### EXERCISE GOAL
Output the lines as a numbered list, starting with the line that contains "Mark every instance of the wispy" and continuing up to and including the line that contains "x=292, y=482". Leave out any blank lines.

### GIVEN RECORDS

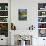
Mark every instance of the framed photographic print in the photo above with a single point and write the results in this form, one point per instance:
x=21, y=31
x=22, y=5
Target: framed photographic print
x=22, y=14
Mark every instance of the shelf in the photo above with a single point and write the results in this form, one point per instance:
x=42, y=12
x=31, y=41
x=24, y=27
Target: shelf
x=41, y=28
x=41, y=10
x=41, y=22
x=3, y=16
x=3, y=10
x=3, y=22
x=42, y=16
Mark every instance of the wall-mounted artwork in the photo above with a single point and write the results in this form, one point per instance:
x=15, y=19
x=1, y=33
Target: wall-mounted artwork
x=42, y=32
x=13, y=27
x=22, y=14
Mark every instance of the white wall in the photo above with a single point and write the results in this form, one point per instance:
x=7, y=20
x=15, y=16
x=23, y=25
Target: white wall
x=32, y=14
x=31, y=7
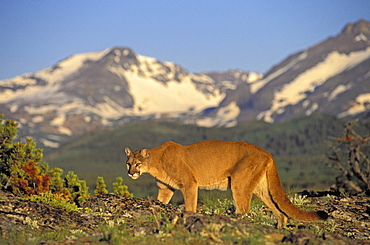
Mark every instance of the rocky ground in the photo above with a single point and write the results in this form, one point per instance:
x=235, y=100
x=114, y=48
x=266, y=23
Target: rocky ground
x=348, y=223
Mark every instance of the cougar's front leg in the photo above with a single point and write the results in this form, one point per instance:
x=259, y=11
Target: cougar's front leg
x=165, y=192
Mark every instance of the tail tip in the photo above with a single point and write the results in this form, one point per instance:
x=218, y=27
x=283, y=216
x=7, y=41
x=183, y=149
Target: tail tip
x=322, y=215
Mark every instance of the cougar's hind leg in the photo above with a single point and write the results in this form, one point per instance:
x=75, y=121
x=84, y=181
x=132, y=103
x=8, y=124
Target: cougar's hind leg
x=242, y=186
x=165, y=192
x=244, y=179
x=262, y=191
x=190, y=193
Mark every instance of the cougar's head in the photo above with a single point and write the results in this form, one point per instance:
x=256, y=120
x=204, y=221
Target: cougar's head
x=137, y=162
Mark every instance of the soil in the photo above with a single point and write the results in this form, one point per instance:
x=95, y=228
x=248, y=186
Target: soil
x=348, y=219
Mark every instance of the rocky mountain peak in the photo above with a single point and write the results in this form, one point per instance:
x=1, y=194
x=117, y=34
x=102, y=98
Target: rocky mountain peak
x=360, y=27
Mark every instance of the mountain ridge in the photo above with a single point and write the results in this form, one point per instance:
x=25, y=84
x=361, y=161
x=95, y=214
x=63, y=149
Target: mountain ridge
x=117, y=86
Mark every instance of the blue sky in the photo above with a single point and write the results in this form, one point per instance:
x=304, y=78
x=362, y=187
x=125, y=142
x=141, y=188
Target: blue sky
x=198, y=35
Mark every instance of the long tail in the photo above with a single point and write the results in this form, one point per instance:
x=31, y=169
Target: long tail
x=283, y=203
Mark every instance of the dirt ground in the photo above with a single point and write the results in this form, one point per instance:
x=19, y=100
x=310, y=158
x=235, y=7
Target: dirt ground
x=348, y=223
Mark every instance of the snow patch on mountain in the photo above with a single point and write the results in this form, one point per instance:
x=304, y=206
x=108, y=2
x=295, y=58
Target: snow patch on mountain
x=226, y=116
x=295, y=91
x=150, y=96
x=361, y=104
x=338, y=90
x=259, y=84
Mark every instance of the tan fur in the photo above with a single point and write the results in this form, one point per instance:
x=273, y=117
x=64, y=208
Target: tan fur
x=243, y=167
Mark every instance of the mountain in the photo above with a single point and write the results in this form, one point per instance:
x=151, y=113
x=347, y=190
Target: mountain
x=109, y=88
x=117, y=86
x=332, y=77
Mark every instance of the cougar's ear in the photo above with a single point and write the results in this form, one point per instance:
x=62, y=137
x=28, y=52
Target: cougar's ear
x=128, y=151
x=145, y=153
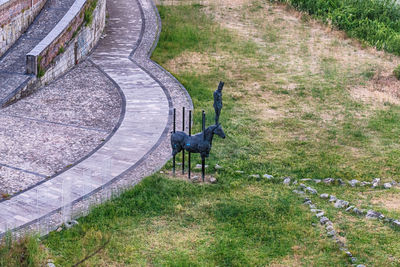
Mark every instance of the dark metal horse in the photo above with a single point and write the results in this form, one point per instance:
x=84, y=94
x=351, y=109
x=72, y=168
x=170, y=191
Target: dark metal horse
x=199, y=143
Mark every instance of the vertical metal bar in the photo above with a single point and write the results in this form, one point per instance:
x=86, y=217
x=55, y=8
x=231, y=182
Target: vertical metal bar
x=174, y=130
x=203, y=160
x=203, y=124
x=190, y=134
x=183, y=150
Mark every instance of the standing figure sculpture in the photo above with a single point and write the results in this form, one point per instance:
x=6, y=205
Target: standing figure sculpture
x=218, y=101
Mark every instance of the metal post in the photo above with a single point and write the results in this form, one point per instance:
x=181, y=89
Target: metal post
x=203, y=160
x=174, y=130
x=190, y=134
x=183, y=150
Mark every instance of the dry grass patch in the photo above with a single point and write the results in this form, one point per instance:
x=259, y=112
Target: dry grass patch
x=389, y=201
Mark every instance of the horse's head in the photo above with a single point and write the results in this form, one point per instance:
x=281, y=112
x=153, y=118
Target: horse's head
x=218, y=131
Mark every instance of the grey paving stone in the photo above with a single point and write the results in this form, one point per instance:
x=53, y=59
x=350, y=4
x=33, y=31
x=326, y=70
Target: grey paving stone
x=118, y=154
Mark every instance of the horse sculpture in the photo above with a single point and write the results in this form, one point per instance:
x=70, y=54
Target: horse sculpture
x=199, y=143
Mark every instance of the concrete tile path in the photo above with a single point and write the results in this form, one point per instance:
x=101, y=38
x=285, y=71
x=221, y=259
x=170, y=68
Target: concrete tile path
x=147, y=109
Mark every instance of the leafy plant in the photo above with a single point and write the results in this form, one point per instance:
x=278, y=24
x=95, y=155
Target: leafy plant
x=396, y=72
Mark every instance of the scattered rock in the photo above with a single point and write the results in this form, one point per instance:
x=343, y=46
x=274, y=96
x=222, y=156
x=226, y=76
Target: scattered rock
x=315, y=210
x=71, y=223
x=213, y=180
x=329, y=228
x=267, y=176
x=298, y=192
x=218, y=167
x=387, y=185
x=375, y=182
x=286, y=181
x=308, y=202
x=324, y=196
x=349, y=208
x=324, y=220
x=365, y=183
x=311, y=190
x=353, y=182
x=331, y=233
x=357, y=211
x=371, y=214
x=329, y=180
x=396, y=223
x=339, y=242
x=341, y=204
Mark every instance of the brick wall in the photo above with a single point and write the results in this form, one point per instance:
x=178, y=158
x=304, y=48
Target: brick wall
x=15, y=17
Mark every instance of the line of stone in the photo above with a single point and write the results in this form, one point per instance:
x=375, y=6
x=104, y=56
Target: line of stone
x=161, y=142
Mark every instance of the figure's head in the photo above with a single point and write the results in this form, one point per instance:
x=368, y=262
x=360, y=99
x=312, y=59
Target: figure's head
x=218, y=131
x=220, y=86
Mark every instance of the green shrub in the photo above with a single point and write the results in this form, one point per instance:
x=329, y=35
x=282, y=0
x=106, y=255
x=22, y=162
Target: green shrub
x=376, y=22
x=396, y=72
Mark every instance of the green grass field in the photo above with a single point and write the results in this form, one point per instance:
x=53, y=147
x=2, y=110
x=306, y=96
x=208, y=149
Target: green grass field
x=300, y=100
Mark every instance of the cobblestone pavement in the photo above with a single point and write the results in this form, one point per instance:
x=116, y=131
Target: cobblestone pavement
x=12, y=63
x=138, y=144
x=55, y=127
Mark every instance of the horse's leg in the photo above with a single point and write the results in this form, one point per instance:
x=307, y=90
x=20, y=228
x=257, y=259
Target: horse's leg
x=176, y=148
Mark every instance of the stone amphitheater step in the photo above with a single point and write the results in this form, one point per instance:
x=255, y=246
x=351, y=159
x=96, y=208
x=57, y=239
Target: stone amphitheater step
x=12, y=63
x=138, y=145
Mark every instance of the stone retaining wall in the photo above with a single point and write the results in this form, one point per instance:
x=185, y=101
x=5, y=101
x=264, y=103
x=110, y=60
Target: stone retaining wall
x=15, y=17
x=70, y=40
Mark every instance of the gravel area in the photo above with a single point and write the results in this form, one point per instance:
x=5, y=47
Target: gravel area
x=56, y=126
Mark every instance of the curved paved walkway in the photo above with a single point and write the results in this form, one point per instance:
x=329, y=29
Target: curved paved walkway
x=140, y=143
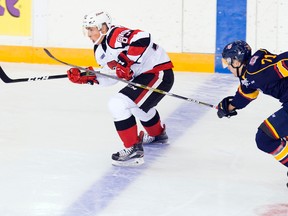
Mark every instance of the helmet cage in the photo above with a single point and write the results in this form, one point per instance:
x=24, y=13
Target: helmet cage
x=237, y=50
x=97, y=19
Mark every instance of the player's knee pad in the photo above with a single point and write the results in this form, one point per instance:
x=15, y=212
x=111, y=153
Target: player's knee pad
x=119, y=108
x=265, y=142
x=142, y=115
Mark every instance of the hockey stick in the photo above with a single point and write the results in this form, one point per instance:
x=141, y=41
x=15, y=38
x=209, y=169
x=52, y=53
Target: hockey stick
x=7, y=79
x=130, y=82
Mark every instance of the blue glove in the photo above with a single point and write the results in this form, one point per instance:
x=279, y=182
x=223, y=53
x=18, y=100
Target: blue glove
x=223, y=110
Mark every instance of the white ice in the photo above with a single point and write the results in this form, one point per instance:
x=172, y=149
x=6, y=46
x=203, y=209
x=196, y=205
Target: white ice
x=57, y=139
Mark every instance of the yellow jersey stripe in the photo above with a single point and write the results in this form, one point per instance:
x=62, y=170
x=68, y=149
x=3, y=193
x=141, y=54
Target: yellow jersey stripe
x=282, y=69
x=282, y=154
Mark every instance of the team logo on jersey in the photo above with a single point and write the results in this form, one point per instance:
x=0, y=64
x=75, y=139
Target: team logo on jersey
x=245, y=82
x=132, y=87
x=253, y=60
x=102, y=56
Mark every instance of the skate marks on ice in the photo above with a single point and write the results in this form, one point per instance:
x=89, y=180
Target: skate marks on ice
x=117, y=179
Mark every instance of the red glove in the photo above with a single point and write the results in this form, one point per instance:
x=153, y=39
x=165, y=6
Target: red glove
x=123, y=69
x=75, y=76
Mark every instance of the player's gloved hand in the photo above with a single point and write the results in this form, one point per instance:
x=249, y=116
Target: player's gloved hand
x=223, y=110
x=123, y=67
x=75, y=76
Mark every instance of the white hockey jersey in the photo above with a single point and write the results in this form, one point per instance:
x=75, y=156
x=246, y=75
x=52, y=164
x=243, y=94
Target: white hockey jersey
x=148, y=57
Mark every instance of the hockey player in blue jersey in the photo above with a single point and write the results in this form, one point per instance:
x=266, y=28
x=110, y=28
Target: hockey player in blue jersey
x=265, y=72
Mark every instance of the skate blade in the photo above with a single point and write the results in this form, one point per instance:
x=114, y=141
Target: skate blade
x=164, y=142
x=129, y=163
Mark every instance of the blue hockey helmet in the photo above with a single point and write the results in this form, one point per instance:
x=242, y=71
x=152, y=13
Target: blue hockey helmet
x=237, y=50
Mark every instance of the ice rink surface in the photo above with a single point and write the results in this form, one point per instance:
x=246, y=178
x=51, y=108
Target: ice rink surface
x=57, y=139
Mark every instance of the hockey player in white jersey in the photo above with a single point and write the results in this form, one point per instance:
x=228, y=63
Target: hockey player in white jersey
x=130, y=55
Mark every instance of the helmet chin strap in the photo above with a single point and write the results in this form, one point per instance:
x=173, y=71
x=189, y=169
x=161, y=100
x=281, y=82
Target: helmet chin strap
x=101, y=36
x=238, y=69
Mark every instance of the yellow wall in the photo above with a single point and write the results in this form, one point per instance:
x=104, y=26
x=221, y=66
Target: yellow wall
x=84, y=57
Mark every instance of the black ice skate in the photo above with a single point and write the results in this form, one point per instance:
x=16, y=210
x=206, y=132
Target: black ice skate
x=160, y=139
x=133, y=156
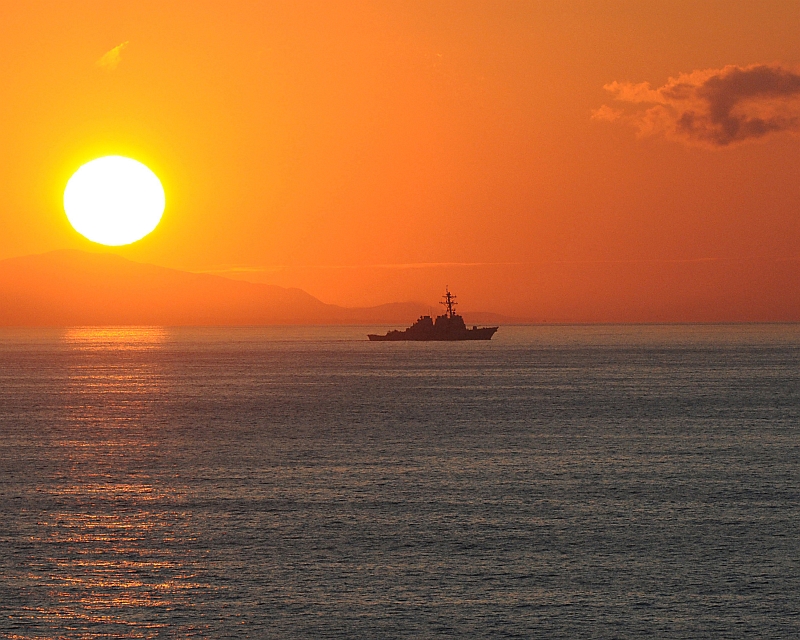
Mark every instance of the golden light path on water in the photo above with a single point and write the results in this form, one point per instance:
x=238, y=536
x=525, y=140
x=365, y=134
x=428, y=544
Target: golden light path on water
x=112, y=539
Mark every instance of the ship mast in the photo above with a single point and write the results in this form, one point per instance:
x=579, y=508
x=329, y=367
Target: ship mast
x=449, y=302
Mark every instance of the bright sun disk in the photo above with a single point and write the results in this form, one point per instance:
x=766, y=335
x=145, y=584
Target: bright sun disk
x=114, y=200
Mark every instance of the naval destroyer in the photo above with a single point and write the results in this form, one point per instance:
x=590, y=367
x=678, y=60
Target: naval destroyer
x=448, y=326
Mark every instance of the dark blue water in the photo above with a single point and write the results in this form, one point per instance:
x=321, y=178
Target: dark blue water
x=565, y=482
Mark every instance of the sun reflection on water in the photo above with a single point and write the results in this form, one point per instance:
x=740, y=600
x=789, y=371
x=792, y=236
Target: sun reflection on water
x=115, y=338
x=116, y=533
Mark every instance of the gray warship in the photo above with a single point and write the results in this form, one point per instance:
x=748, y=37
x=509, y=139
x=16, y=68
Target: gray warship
x=448, y=326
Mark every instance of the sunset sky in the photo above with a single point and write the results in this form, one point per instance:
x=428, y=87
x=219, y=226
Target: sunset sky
x=556, y=161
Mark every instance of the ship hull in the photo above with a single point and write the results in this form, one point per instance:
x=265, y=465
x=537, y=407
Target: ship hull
x=483, y=333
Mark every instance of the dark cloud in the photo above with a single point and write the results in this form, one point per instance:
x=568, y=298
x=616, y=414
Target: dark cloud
x=715, y=107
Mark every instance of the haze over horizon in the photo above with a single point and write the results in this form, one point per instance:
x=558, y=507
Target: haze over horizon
x=578, y=162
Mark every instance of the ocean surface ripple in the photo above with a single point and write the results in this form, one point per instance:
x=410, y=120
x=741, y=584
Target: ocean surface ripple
x=556, y=482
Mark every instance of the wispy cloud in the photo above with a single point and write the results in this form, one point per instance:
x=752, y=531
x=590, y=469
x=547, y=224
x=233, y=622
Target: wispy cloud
x=713, y=107
x=110, y=60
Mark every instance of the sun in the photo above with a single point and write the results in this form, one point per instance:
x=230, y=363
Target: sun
x=114, y=200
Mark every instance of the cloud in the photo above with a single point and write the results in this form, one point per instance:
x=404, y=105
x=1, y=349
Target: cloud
x=110, y=61
x=712, y=108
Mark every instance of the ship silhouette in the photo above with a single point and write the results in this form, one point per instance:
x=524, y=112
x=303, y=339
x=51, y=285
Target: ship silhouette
x=448, y=326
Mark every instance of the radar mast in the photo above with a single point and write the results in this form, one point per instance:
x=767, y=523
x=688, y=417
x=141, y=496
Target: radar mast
x=449, y=302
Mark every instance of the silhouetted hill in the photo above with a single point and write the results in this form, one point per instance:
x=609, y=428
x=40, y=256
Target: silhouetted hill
x=68, y=288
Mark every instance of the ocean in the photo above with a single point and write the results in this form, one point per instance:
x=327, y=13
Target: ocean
x=292, y=482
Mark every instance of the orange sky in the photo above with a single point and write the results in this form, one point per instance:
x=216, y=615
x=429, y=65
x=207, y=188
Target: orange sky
x=374, y=152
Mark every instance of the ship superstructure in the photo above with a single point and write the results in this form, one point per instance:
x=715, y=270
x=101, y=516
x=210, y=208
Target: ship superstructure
x=448, y=326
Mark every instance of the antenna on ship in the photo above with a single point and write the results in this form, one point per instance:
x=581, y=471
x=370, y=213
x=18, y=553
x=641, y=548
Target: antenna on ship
x=449, y=301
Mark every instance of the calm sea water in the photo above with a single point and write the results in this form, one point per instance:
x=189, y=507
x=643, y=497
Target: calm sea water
x=556, y=482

### WRITTEN SOLUTION
1. Mark every instance of the wispy cloud in the photo above with a single point and write the results in this form, one point per instance:
2. x=752, y=531
3. x=590, y=469
4. x=547, y=224
5. x=233, y=622
6. Target: wispy cloud
7. x=713, y=107
8. x=110, y=60
9. Mark every instance of the sun in the photo above with a single point and write the results in this form, one point per instance:
10. x=230, y=363
11. Target: sun
12. x=114, y=200
13. Mark every instance of the cloud in the photo above with a single point and write the results in this form, one point per instance:
14. x=404, y=105
15. x=1, y=349
16. Target: cloud
17. x=110, y=61
18. x=712, y=108
19. Mark every instance of the ship silhouette in the photo above with a single point and write the results in this form, one point per instance:
20. x=524, y=112
21. x=303, y=339
22. x=51, y=285
23. Target: ship silhouette
24. x=448, y=326
25. Mark every instance of the radar mast in the photo above with a single point and write the results in this form, one point per instance:
26. x=767, y=523
27. x=688, y=417
28. x=141, y=496
29. Target: radar mast
30. x=449, y=302
31. Mark every instance of the silhouetted hill in the photo above with a single point and write the results in this form, one point per instance:
32. x=609, y=428
33. x=40, y=256
34. Target: silhouetted hill
35. x=68, y=288
36. Mark every instance of the ocean in the photo above with a single point and write the results in this form, one point per instance:
37. x=327, y=13
38. Target: ocean
39. x=292, y=482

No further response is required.